Reproduce, word for word, the part of the passage about the Pokémon Generation II TAS that begins with the words containing "As I felt Generation" and ends with "execution out of it.".
----- Passage to read
As I felt Generation II of the Pokémon games has been neglected in terms of TASing, I decided to look into it and maybe do a TAS of it myself. At that time, there was only FractalFusion's glitchless run (see here). But during the making of this run, interest in Gen II TASing increased significantly, and I was beat to the punch twice by TheZZAZZGlitch's run (here) and later bobmario511's run (here). I decided to continue anyway, as I planned on using a different route that promised to beat the game even faster, and this is the final result.

It is using the Coin Case glitch which was already used in TheZZAZZGlitch's submission, but it uses a different strategy to achieve an arbitrary code execution out of it.
----------
----- Given material
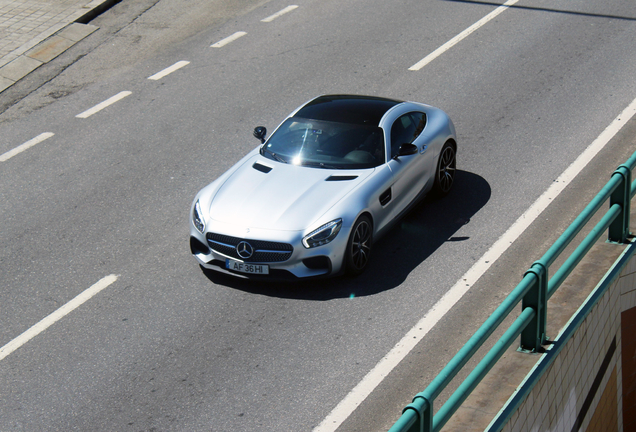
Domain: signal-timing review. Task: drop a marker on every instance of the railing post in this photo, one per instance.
(619, 229)
(533, 336)
(424, 411)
----------
Task result =>
As I felt Generation II of the Pokémon games has been neglected in terms of TASing, I decided to look into it and maybe do a TAS of it myself. At that time, there was only FractalFusion's glitchless run (see here). But during the making of this run, interest in Gen II TASing increased significantly, and I was beat to the punch twice by TheZZAZZGlitch's run (here) and later bobmario511's run (here). I decided to continue anyway, as I planned on using a different route that promised to beat the game even faster, and this is the final result.

It is using the Coin Case glitch which was already used in TheZZAZZGlitch's submission, but it uses a different strategy to achieve an arbitrary code execution out of it.